• **Objective**
Copy all of the data below line for line, changing nothing, and leave the pictures out of your copy.

• **Data entries**
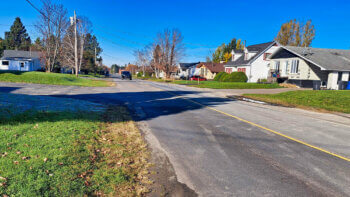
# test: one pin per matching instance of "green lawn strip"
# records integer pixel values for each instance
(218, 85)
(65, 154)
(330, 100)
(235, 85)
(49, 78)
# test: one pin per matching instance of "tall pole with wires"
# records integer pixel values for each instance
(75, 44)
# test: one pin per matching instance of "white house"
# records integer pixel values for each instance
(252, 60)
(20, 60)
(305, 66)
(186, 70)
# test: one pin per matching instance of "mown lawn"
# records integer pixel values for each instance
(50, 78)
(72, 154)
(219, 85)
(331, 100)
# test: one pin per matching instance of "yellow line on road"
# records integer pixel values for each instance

• **Answer to this problem**
# test: one pin per matching instance of "green lawn strip"
# records integer pixel values for each instance
(218, 85)
(65, 154)
(330, 100)
(235, 85)
(49, 78)
# test: one pin per matching instance of "tall pole with wires"
# records integer pixel values for each instance
(75, 44)
# test: one pin per matching instance of "white house"
# records integer pixel values for each instance
(252, 60)
(20, 60)
(305, 66)
(186, 70)
# test: one pin per matching instance of "mown lawn"
# records integer pixel values for each instance
(50, 78)
(72, 154)
(219, 85)
(331, 100)
# test: one pin per matching instance of "yellow line on road"
# records integer pixel values for each instance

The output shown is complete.